* _Short task_:
Write out everything from the line containing "Where can the painted" down to the line containing "(1125, 369)", both included, with the requests kept as they are. Increase every coordinate number in the answers by 113.

Input for this task start

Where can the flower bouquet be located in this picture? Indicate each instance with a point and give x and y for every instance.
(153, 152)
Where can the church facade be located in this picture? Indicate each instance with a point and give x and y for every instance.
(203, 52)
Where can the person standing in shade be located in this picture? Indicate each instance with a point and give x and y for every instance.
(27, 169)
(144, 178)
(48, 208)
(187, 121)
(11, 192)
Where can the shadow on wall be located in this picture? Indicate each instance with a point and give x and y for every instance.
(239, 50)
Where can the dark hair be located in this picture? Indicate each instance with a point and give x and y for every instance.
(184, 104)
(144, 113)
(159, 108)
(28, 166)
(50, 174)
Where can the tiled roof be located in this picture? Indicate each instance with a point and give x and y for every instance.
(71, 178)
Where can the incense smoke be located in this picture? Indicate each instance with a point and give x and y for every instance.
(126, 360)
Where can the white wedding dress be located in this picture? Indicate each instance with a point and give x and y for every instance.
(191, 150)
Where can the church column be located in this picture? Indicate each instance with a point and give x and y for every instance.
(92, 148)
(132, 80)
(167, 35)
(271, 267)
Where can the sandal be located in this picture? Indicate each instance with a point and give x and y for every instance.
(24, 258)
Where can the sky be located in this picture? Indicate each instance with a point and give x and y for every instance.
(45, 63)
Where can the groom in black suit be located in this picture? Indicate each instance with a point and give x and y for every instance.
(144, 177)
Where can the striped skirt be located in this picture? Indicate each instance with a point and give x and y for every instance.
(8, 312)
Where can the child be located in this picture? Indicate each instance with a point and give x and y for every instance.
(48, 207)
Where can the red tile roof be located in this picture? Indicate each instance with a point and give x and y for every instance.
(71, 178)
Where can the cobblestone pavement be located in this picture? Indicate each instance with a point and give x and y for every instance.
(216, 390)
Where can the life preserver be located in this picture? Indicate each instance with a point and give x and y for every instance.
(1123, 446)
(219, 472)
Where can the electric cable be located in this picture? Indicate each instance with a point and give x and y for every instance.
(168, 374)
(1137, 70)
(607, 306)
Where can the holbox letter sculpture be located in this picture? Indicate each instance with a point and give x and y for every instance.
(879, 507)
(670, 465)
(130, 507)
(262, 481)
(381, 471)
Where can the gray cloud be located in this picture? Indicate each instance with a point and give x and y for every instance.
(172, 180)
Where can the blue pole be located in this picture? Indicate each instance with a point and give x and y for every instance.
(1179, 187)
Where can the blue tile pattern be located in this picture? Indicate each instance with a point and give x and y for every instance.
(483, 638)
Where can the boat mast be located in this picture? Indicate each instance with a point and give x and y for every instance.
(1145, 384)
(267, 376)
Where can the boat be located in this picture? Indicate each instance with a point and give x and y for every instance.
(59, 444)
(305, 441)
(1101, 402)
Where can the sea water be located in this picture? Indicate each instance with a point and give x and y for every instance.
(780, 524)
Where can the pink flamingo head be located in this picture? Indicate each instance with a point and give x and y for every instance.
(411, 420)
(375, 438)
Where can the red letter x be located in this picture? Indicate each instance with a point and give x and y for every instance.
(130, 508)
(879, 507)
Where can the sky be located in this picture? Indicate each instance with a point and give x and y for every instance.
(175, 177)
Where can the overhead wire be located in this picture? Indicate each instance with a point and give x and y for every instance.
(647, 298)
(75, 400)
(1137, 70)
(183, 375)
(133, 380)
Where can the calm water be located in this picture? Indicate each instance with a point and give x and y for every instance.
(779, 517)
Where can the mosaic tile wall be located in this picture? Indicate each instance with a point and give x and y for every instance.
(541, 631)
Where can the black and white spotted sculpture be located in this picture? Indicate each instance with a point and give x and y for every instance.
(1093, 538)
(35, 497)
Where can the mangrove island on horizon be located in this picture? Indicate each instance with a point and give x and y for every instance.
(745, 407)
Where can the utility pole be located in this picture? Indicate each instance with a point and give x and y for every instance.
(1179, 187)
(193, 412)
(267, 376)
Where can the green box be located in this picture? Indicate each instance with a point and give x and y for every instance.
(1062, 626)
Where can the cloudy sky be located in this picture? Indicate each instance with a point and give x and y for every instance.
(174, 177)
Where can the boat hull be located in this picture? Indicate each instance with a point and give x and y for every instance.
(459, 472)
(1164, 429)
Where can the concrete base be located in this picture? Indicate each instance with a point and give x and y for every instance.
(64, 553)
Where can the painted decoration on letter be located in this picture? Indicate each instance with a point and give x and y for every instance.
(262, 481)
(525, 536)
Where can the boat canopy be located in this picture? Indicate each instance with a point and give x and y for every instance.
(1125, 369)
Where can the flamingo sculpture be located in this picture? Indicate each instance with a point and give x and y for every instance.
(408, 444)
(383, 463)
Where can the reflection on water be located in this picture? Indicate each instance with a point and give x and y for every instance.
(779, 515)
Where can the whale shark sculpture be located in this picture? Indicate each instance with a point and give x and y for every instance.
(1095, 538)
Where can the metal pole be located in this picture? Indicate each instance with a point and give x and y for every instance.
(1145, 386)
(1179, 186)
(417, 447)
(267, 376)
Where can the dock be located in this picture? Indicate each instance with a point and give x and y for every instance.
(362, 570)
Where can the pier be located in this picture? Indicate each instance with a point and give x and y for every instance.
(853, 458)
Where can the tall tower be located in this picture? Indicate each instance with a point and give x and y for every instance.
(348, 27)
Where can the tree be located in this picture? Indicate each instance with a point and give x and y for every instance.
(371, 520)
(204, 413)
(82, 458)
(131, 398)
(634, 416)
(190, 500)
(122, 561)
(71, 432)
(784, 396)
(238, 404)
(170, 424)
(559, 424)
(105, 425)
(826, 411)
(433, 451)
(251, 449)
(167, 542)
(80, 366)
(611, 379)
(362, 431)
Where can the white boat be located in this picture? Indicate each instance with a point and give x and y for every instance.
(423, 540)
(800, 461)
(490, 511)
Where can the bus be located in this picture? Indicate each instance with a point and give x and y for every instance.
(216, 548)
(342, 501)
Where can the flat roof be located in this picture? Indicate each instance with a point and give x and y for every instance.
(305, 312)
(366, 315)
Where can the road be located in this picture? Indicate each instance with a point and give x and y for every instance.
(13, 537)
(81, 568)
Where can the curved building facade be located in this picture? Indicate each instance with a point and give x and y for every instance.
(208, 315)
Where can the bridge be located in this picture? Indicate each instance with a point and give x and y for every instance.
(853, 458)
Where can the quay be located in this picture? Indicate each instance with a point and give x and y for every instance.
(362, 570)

Input for this task end

* _Output of the exercise_:
Where can the painted decoration on letter be located in this picture? Indicate each instance with a point and give x and y for every instance.
(375, 594)
(638, 649)
Where can the boat canopy be located in this picture? Indicate each instance with a point and give x and y for every instance.
(1238, 482)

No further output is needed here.